* [WHAT YOU SHOULD DO]:
Rewrite the entries starting at the line that contains "Where can you spot the hazy" and ending with the last of the entries, substituting "cloudy sky" for "hazy sky" and leaving everything else unchanged.

* [ITEMS]:

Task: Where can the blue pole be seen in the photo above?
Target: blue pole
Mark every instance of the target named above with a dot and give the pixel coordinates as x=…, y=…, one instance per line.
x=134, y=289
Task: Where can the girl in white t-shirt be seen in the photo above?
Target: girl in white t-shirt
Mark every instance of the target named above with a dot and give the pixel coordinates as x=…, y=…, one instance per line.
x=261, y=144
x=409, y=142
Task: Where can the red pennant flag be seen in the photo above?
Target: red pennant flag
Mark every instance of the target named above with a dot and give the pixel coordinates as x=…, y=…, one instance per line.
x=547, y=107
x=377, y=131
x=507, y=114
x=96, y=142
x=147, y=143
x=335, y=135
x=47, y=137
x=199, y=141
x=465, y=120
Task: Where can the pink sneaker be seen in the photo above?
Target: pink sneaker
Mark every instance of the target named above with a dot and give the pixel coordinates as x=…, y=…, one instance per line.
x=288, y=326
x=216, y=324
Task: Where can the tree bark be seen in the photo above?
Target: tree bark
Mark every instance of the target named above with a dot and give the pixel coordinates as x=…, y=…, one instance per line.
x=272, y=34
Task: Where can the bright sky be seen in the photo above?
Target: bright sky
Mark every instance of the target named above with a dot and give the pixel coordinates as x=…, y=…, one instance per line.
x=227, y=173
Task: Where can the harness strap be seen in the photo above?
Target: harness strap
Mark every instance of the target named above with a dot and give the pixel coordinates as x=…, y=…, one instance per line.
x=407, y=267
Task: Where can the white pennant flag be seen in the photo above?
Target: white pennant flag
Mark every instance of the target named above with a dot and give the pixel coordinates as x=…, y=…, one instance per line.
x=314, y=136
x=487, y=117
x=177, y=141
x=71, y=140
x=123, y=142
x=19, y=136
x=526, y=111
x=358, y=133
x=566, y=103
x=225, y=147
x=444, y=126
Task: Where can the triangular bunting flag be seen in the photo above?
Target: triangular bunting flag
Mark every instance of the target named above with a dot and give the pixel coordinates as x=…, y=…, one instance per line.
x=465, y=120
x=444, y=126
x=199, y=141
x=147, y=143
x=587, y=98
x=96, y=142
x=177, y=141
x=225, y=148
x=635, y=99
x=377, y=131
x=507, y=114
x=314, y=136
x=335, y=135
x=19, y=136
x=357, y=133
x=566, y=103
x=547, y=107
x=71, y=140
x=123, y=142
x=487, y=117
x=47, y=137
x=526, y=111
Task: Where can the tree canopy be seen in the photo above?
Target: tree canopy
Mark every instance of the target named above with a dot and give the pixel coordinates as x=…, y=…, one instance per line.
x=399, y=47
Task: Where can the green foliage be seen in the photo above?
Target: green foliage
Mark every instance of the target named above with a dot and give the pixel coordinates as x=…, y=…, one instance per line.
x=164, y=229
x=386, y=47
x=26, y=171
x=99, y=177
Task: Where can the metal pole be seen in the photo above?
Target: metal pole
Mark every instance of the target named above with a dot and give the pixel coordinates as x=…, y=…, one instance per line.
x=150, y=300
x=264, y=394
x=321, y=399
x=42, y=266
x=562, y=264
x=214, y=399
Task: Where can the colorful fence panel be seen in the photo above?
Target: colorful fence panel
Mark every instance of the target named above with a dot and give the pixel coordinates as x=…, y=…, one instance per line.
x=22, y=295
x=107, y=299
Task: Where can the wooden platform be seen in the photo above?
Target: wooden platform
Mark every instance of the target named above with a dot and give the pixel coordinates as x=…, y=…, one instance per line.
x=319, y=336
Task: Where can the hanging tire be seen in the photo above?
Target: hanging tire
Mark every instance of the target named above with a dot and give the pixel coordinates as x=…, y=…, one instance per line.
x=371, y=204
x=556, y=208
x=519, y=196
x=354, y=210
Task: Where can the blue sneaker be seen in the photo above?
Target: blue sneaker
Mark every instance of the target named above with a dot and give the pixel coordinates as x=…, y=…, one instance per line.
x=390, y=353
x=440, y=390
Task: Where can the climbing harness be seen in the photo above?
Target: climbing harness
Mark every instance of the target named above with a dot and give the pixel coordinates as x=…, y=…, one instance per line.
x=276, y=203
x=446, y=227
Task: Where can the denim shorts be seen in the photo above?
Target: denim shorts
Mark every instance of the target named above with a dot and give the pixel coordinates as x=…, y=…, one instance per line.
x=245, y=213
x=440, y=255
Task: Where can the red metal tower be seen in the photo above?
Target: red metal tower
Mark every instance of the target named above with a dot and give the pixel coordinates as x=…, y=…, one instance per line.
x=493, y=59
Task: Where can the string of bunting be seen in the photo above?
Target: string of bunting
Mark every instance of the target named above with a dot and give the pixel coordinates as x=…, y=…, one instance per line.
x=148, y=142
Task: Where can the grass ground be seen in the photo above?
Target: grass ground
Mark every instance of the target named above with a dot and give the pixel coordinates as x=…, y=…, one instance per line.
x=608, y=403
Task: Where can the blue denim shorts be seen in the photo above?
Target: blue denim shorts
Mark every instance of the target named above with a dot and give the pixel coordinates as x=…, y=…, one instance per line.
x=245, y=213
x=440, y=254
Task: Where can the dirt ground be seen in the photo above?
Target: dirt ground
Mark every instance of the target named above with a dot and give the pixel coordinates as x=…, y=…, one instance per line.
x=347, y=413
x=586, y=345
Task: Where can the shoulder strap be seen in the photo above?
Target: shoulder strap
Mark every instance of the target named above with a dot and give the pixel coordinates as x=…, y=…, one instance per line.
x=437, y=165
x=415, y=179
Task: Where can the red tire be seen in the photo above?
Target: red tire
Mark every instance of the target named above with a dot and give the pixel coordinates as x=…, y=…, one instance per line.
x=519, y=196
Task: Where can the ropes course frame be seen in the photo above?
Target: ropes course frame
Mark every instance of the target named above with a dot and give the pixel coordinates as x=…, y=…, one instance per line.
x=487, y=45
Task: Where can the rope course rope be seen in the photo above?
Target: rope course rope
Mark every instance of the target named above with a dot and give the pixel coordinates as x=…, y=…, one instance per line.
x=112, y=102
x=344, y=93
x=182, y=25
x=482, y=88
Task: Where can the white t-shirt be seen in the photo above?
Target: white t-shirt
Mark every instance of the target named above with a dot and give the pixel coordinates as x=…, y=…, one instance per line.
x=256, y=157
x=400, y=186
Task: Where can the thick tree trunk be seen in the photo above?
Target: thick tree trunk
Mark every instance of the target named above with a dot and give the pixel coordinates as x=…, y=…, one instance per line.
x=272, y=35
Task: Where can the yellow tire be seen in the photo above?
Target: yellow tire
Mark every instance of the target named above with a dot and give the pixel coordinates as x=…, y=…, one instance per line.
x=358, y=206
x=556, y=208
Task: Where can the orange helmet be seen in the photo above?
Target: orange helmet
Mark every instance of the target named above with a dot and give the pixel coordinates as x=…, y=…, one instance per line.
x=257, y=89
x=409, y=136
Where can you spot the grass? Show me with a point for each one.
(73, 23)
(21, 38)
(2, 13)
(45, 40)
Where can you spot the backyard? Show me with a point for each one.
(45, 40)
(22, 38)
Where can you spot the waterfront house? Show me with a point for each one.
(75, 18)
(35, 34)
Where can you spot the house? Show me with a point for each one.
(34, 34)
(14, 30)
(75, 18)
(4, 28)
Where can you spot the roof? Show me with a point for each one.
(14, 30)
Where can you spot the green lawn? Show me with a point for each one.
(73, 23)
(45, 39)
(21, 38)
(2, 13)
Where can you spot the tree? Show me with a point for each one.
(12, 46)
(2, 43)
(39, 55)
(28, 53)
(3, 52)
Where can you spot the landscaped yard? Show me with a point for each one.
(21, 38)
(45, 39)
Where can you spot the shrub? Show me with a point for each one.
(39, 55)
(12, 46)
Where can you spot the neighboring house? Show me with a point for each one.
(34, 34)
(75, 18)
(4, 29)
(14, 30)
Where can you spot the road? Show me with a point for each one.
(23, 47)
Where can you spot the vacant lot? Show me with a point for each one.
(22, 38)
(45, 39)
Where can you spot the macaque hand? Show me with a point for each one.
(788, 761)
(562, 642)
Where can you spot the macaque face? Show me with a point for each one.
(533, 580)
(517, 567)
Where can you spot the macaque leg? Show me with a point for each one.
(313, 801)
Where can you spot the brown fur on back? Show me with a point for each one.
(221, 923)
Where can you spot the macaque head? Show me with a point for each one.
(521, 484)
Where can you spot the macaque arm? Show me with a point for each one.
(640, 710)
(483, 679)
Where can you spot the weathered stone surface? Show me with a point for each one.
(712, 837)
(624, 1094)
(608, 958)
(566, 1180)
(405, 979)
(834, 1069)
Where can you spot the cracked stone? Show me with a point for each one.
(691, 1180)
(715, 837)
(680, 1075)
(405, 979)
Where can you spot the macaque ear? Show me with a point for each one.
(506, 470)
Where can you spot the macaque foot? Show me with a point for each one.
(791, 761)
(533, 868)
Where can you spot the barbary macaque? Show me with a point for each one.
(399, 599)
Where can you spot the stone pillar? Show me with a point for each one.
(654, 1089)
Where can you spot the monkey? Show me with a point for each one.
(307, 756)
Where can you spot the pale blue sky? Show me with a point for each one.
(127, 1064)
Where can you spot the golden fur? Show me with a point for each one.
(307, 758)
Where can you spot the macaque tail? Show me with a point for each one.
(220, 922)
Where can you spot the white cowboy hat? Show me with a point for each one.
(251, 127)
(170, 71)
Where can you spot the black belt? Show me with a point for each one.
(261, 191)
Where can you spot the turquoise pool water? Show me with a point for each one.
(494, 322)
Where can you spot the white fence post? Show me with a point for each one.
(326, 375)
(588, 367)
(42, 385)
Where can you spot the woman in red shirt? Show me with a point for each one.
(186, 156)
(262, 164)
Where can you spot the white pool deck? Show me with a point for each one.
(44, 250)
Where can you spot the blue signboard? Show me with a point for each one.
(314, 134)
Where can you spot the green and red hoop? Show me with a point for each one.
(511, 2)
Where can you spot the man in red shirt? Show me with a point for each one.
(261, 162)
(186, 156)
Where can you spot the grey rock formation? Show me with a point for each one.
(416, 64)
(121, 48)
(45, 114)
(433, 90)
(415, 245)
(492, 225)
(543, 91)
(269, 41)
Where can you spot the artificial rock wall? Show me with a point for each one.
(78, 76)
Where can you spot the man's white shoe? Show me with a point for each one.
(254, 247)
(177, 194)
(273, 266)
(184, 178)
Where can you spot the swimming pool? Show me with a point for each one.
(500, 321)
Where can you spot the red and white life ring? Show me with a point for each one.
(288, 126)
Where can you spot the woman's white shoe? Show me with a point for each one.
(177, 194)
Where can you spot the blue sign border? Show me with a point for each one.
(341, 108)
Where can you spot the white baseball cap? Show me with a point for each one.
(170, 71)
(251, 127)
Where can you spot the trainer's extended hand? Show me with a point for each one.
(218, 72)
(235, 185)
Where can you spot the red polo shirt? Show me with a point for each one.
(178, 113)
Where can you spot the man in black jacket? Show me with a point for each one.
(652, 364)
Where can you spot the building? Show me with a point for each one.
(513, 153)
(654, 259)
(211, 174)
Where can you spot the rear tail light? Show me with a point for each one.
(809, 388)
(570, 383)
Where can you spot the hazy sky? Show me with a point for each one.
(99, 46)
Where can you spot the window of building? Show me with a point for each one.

* [TASK RESPONSE]:
Where can you spot the cloudy sky? Show me with a point for each one.
(99, 46)
Where can you spot the window of building? Show me with a point for each one.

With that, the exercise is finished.